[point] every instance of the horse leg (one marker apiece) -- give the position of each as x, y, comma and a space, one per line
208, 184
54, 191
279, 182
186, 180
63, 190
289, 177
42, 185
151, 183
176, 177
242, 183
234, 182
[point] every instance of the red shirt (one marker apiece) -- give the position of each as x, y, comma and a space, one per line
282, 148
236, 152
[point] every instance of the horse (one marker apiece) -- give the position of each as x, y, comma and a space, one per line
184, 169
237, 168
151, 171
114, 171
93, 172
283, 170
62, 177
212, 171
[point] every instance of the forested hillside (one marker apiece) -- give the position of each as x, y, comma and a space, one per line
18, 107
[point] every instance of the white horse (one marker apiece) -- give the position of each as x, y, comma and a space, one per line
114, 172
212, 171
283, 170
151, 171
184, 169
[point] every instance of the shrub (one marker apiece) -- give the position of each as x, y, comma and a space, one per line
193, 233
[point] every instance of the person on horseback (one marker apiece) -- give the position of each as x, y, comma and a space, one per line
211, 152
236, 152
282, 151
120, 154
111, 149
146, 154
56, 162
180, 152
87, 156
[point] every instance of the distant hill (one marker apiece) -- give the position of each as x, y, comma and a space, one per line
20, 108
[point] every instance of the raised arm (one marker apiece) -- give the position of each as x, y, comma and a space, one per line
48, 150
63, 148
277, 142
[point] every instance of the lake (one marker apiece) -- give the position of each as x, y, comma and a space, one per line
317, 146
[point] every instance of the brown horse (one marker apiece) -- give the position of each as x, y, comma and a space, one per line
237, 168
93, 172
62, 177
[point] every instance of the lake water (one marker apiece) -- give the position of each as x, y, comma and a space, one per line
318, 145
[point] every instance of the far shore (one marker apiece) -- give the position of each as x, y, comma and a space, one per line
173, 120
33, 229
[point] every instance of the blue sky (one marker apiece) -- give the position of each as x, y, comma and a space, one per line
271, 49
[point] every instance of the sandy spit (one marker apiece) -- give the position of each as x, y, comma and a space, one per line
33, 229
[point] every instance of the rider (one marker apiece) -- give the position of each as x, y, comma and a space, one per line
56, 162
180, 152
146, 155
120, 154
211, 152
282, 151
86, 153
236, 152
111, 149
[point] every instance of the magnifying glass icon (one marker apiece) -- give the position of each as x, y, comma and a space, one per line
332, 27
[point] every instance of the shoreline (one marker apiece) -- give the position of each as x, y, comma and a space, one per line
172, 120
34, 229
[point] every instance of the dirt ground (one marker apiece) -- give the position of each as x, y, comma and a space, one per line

^^^^^^^^

▸ **TO DO**: All entries should be restated word for word.

▸ **RESULT**:
[point] every instance of the horse leg (one marker apiece) -- give the position of each as x, y, comma and a space, one per line
208, 184
54, 191
279, 182
186, 180
63, 190
289, 177
42, 185
151, 183
176, 177
242, 183
234, 182
[point] every instance of the red shirt (one marker apiece) -- give the position of each as x, y, comma and a space, one per line
282, 148
236, 152
[point] every instance of the horse (one marker apiece) -- give the position of each as x, y, comma and a space, one per line
184, 169
237, 168
151, 171
114, 171
93, 172
283, 170
62, 177
212, 171
[point] every instance of the forested hillside (one marker apiece) -- give the position of each as x, y, comma and a space, one per line
18, 107
[point] every instance of the white horse (one marker apiece) -- give the position of each as x, y, comma and a space, one per line
114, 172
212, 171
283, 170
151, 171
184, 169
[point] every instance of the shrub (one marker apiece) -- give the position of each as x, y, comma and a space, one per line
193, 233
[point] every instance of the person on horseback (one marker apiece) -- give the position of each as x, y, comma and a space, one per line
211, 152
236, 152
282, 151
120, 154
111, 149
146, 154
56, 162
180, 152
87, 156
[point] every instance of the distant hill (one marker apiece) -- give the position of each as x, y, comma and a space, one per line
20, 108
[point] every instance of the raised arm (one marker apiece) -- give the position of each as x, y, comma and a space, one per line
48, 150
63, 148
277, 142
[point] every instance of the lake (one marker apiece) -- give the position of each as x, y, comma and a space, one per line
317, 146
[point] every instance of the brown horse (one marker apiece) -- give the position of each as x, y, comma and a space, one per line
237, 168
93, 172
62, 177
[point] every instance of the lake water (one marker apiece) -- give the position of each as x, y, comma and a space, one per line
318, 145
[point] every instance of the far shore (one marker apiece) -- give the position of each as x, y, comma and a space, one per line
173, 120
33, 229
[point] every instance of the blue sky (one marker apiece) -- give the position of each as x, y, comma and a space, one per line
271, 49
[point] every instance of the sandy spit (one marker apiece) -- give the position of each as x, y, comma and a space, one per line
33, 229
[point] every instance of the rider (one marker apiece) -- give the position of each as x, y, comma and a space, one per line
56, 162
180, 152
146, 155
120, 154
211, 152
282, 151
86, 153
236, 152
111, 149
[point] every instance of the magnifying glass icon (one marker apiece) -- give the position of each as x, y, comma and a space, one per line
332, 27
[point] every instance of the shoreline (one marker apiece) -- give the position of each as x, y, comma and a space, one per line
172, 120
34, 229
[point] every instance of the dirt ground (one marker apiece) -- give the position of each as x, y, comma and a space, one per line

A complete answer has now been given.